TEKS SUMBER:
======
Parameter sukses dari kasus JK Rowling tentu saja berbeda sekali substansinya dengan sukses yang dicapai penyair wanita Amerika, Emily Dickinson (1830-1886). Berbeda juga dengan sukses penjualan buku Saman karya Ayu Utami dan Supernova karya Dewi Lestari. Mungkin juga masih berbeda bila dibandingkan dengan buku “Ayat-ayat Cinta” dan “Laskar Pelangi”.
Persoalan menarik dari kasus-kasus di atas yang ingin diangkat adalah persoalan “obyektif” yang melingkari aneka atmosfer terkait dengan “geger” atau “tidak geger”-nya buku karya pengarang ketika diluncurkan ke masyarakat pembaca. Nah, kata “geger” ini yang oleh para akademisi disebut sebagai public relations atawa lebih tegasnya, promosi, pada akhirnya bermuara pada goal yang dicanangkan oleh para penerbit mana pun di dunia, yaitu soal laku atau tidak laku buku itu di pasaran. Untung atau rugi. Dalam bahasa paling halus, apa yang dicapai JK Rowling terhadap semua buku-bukunya, terutama Harry Potter seri terakhir (5), adalah memperoleh kepuasan lahir dan batin. Respon pembaca melimpah, efek ekonomi terhadap dirinya, juga cukup menggairahkan. Dan sudah dapat diduga, bila si pengarang saja mendapatkan efek ekonomi dari karyanya begitu serius, apalagi yang diperoleh penerbit; lebih tak terkatakan lagi.
======
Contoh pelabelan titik

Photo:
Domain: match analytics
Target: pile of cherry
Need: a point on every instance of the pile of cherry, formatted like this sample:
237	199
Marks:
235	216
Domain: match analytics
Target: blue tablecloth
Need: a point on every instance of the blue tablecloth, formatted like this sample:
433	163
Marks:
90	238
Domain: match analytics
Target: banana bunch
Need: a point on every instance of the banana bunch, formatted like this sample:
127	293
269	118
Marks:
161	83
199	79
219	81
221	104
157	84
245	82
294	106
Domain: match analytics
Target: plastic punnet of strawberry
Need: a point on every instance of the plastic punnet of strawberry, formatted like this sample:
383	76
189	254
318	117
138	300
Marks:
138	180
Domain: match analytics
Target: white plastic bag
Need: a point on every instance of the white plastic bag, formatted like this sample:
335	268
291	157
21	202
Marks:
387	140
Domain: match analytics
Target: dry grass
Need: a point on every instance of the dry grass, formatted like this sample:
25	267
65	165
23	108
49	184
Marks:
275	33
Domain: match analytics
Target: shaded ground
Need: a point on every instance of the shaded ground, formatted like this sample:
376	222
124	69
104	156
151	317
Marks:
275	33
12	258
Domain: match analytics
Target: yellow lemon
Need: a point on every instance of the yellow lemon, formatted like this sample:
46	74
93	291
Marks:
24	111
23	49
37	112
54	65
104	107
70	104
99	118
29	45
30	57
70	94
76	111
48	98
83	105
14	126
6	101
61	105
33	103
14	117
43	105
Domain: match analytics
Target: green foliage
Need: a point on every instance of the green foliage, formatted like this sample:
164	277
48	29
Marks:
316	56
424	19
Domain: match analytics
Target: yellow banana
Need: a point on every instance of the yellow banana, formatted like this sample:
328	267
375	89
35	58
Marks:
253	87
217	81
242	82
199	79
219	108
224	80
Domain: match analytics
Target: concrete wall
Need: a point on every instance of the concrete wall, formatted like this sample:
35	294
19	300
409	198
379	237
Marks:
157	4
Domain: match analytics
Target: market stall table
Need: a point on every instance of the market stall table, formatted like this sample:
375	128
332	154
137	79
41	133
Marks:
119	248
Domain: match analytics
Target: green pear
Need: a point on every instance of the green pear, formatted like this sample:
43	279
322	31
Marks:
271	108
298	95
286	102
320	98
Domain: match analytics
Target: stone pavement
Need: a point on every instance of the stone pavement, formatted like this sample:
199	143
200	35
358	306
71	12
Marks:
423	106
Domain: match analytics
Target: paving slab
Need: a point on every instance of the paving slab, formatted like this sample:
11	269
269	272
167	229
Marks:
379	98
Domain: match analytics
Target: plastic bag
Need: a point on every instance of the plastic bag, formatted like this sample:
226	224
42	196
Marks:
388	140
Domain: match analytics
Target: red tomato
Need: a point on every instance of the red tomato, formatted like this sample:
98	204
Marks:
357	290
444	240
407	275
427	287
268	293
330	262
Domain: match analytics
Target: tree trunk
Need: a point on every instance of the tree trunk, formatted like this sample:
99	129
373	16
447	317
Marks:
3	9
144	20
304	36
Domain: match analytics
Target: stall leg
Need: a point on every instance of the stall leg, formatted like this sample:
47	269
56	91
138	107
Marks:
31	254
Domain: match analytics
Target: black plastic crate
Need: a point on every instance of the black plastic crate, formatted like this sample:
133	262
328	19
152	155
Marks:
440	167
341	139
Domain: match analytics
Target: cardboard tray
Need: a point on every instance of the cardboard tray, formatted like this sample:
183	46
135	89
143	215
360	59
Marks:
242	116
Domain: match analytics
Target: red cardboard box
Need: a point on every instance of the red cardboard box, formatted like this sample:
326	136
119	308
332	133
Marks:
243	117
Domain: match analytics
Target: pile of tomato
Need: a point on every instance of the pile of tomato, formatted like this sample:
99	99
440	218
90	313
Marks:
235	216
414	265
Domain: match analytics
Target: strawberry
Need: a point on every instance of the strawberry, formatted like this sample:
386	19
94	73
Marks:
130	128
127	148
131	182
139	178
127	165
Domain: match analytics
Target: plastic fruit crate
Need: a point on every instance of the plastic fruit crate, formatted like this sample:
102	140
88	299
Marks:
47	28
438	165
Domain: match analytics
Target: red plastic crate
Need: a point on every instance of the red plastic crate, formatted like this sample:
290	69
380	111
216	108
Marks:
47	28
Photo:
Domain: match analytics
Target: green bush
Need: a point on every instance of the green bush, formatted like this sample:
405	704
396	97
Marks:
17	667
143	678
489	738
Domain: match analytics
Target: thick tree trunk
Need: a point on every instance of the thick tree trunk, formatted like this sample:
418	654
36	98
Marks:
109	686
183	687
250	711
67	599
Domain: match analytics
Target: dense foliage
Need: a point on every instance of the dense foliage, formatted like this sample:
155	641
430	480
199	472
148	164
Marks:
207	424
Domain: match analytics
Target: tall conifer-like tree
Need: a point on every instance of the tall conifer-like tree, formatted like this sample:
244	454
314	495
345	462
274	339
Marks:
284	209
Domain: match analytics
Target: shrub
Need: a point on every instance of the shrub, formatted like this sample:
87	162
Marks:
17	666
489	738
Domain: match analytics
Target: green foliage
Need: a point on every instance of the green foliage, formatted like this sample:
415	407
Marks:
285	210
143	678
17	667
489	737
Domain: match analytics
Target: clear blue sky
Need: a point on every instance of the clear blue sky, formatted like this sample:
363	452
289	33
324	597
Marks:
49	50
======
PETUNJUK TUGAS:
1. Menurut teks sumber, siapa pengarang buku Supernova?
2. Pilih setiap baris entri yang memuat kata "pile".

KUNCI JAWABAN:
1. Dewi Lestari.

2.
Target: pile of cherry
Need: a point on every instance of the pile of cherry, formatted like this sample:
Target: pile of tomato
Need: a point on every instance of the pile of tomato, formatted like this sample:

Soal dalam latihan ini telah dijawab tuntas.